Give each entry back by retyping it exactly as written.

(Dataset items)
....................

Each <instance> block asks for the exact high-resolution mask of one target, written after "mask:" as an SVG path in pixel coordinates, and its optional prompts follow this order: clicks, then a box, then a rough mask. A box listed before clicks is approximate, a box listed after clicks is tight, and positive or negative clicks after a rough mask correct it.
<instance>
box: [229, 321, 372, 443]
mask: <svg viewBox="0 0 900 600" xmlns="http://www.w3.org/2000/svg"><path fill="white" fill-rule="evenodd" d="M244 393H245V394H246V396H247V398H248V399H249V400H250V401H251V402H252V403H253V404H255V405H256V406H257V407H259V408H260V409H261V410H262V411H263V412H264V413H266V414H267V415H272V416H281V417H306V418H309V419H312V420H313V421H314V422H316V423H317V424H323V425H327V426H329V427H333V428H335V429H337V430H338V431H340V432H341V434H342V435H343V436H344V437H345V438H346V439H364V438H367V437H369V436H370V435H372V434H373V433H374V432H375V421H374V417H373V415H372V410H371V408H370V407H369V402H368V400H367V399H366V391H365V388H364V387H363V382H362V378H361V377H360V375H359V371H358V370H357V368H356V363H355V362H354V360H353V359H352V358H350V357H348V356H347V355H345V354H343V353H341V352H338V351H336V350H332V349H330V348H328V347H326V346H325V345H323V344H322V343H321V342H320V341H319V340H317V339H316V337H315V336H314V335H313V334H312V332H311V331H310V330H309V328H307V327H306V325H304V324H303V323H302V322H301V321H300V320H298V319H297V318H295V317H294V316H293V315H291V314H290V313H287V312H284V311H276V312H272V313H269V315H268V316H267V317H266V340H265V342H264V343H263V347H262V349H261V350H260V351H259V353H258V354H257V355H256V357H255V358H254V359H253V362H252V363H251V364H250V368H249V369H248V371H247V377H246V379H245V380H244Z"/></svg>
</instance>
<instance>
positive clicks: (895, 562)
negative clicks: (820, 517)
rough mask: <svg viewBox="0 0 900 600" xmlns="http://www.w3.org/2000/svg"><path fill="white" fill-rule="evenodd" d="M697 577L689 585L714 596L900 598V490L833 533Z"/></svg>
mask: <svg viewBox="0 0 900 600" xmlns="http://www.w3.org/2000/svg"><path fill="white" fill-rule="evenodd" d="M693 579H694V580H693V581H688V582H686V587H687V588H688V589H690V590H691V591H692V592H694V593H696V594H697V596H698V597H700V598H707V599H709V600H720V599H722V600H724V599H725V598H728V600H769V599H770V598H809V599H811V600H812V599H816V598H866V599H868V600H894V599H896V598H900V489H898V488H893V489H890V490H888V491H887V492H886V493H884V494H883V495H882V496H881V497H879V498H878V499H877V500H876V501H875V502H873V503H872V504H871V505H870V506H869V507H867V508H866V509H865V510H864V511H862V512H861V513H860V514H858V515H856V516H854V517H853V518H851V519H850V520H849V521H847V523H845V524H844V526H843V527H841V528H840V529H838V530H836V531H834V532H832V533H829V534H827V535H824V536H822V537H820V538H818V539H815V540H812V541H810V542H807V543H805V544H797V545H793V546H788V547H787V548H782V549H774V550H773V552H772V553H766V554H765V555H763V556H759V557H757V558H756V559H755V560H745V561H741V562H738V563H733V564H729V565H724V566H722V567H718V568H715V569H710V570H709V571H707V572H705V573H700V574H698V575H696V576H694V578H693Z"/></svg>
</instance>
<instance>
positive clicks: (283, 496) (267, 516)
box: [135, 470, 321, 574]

....................

Result:
Each <instance> block asks for the exact high-resolution mask of one target, written after "mask:" as an SVG path in pixel coordinates, and its optional prompts follow this order: clicks, then a box, then a rough mask. A box listed before clicks is approximate, a box listed after clicks is tight, and positive or negative clicks after a rough mask correct it.
<instance>
box: [229, 321, 372, 443]
mask: <svg viewBox="0 0 900 600" xmlns="http://www.w3.org/2000/svg"><path fill="white" fill-rule="evenodd" d="M244 393H245V394H246V396H247V398H248V399H249V400H250V401H251V402H252V403H253V404H255V405H256V406H257V407H259V408H260V409H261V410H262V411H263V412H264V413H266V414H267V415H272V416H281V417H306V418H309V419H312V420H313V421H314V422H316V423H317V424H323V425H327V426H329V427H333V428H335V429H337V430H338V431H340V432H341V434H342V435H343V436H344V437H345V438H346V439H364V438H367V437H369V436H370V435H372V434H373V433H374V432H375V421H374V417H373V415H372V410H371V408H370V407H369V402H368V400H367V399H366V391H365V388H364V387H363V382H362V378H361V377H360V375H359V371H358V370H357V368H356V363H355V362H354V360H353V359H352V358H350V357H348V356H347V355H345V354H343V353H341V352H338V351H336V350H332V349H330V348H328V347H326V346H325V345H323V344H322V343H321V342H320V341H319V340H317V339H316V337H315V336H314V335H313V334H312V332H311V331H310V330H309V328H307V327H306V325H304V324H303V323H302V322H301V321H300V320H298V319H297V318H295V317H294V316H293V315H291V314H290V313H287V312H284V311H276V312H272V313H269V315H268V316H267V317H266V340H265V342H264V343H263V347H262V349H261V350H260V351H259V353H258V354H257V355H256V357H255V358H254V359H253V362H252V363H251V364H250V368H249V369H248V371H247V377H246V379H245V380H244Z"/></svg>
</instance>
<instance>
positive clicks: (895, 562)
negative clicks: (820, 517)
rough mask: <svg viewBox="0 0 900 600" xmlns="http://www.w3.org/2000/svg"><path fill="white" fill-rule="evenodd" d="M697 577L689 585L714 596L900 598V490L833 533Z"/></svg>
mask: <svg viewBox="0 0 900 600" xmlns="http://www.w3.org/2000/svg"><path fill="white" fill-rule="evenodd" d="M693 579H694V580H693V581H688V582H686V587H687V588H688V589H690V590H691V591H692V592H694V593H696V594H697V596H698V597H700V598H707V599H709V600H720V599H722V600H724V599H725V598H728V600H769V599H770V598H809V599H811V600H812V599H816V598H866V599H868V600H894V599H896V598H900V489H898V488H893V489H890V490H888V491H887V492H886V493H884V494H883V495H882V496H881V497H879V498H878V499H877V500H876V501H875V502H873V503H872V504H871V505H870V506H869V507H867V508H866V509H865V510H864V511H862V512H861V513H860V514H858V515H856V516H854V517H853V518H851V519H850V520H849V521H847V523H845V524H844V526H843V527H841V528H840V529H838V530H836V531H834V532H832V533H829V534H827V535H824V536H822V537H820V538H818V539H815V540H812V541H810V542H807V543H805V544H797V545H793V546H788V547H787V548H782V549H774V550H773V552H772V553H766V554H765V555H763V556H759V557H757V558H756V559H755V560H745V561H741V562H738V563H733V564H729V565H724V566H722V567H718V568H715V569H710V570H709V571H707V572H705V573H700V574H698V575H696V576H694V578H693Z"/></svg>
</instance>
<instance>
positive clicks: (283, 496) (267, 516)
box: [135, 470, 321, 574]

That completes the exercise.